▸ TESTE SEU ENTENDIMENTO
**A)** Transcreva do texto sobre a vacinação nas terras indígenas o trecho que começa em "Na maior concentração" e vai até "representante da entidade.", incluindo essas palavras.
**B)** No texto sobre a vacinação nas terras indígenas, qual órgão expulsou Steve Campbell da região em dezembro de 2018?

━━ TEXTO DO DOCUMENTO ━━

No dia 2 de fevereiro, um helicóptero da FAB (Força Aérea Brasileira) carregado de agentes de saúde e doses de vacina foi cercado por homens e mulheres empunhando arcos e flechas às margens do rio Purus (sul do Amazonas), na terra indígena dos jamamadis.

Os indígenas deram um ultimato, segundo aponta o requerimento: não receberiam o imunizante enquanto um missionário americano não fosse liberado para entrar na região e "os orientasse sobre a vacina".

Eles se referiam a Steve Campbell, da Greene Baptist Church, expulso da região em dezembro de 2018 pela Funai (Fundação Nacional do Índio) sob acusação de entrar ilegalmente nas terras da etnia hi-merimã, que vive isolada e é vizinha dos jamamadis. À Funai, Campbell se defendeu afirmando que precisou entrar em território hi-merimã como única maneira de acessar os jamamadis, a quem estaria ensinando a usar GPS.

Nas comunidades próximas ao rio Içá, afluente do Amazonas, "pastores teriam se dirigido ao município em tentativa de impedir que as vacinas chegassem na comunidade", afirma o relatório. Os responsáveis seriam da Igreja Mundial do Poder de Deus, liderada por Valdemiro Santiago, e da Igreja Internacional da Graça de Deus, do pastor R.R. Soares. Procuradas por e-mail, as congregações não responderam aos questionamentos do UOL.

Na maior concentração de povos isolados do mundo, no Vale do Javari (oeste do Amazonas), "aldeias já disseram à Sesai [Secretaria Especial de Saúde Indígena, do Ministério da Saúde] que não irão aceitar a vacina", segundo a União dos Povos Indígenas da região.

Apenas as comunidades vinculadas a grupos evangélicos seriam resistentes à imunização. "Na comunicação que eles fazem por rádio, que todas as aldeias escutam, eles dizem que a vacina foi fabricada muito rápido para os indígenas virarem cobaia", diz Beto Marubo, representante da entidade.

━━━
━━ MATERIAL DE ESTUDO ━━

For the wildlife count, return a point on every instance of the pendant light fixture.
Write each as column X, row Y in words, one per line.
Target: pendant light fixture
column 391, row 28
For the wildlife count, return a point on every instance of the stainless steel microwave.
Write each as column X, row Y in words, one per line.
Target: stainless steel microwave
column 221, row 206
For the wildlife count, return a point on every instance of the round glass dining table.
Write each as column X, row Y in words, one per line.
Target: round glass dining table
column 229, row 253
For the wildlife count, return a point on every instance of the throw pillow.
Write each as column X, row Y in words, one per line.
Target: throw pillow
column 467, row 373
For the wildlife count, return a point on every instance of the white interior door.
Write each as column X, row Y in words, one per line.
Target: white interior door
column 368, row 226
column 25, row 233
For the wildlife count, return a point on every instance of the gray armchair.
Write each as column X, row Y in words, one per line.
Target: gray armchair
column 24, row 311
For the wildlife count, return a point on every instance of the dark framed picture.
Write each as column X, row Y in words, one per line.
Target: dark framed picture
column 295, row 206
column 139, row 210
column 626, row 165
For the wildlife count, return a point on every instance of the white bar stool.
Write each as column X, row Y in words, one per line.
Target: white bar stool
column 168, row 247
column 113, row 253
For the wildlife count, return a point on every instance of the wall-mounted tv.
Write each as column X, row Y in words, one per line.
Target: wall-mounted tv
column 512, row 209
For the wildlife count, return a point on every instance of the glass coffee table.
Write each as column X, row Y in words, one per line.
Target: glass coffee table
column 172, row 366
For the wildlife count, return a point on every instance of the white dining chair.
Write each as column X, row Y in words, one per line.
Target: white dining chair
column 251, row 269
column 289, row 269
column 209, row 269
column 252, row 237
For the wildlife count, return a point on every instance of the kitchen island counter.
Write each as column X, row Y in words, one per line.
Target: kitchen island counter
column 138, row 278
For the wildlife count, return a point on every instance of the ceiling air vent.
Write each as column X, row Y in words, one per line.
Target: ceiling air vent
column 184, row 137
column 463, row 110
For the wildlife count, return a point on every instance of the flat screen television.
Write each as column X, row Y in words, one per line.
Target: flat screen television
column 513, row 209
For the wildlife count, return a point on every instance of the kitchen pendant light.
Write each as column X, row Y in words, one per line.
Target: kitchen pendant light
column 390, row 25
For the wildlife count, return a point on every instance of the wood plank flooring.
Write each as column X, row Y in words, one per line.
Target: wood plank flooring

━━━

▸ EXERCÍCIO RESOLVIDO
**A)**
Na maior concentração de povos isolados do mundo, no Vale do Javari (oeste do Amazonas), "aldeias já disseram à Sesai [Secretaria Especial de Saúde Indígena, do Ministério da Saúde] que não irão aceitar a vacina", segundo a União dos Povos Indígenas da região.

Apenas as comunidades vinculadas a grupos evangélicos seriam resistentes à imunização. "Na comunicação que eles fazem por rádio, que todas as aldeias escutam, eles dizem que a vacina foi fabricada muito rápido para os indígenas virarem cobaia", diz Beto Marubo, representante da entidade.

**B)** A Funai (Fundação Nacional do Índio).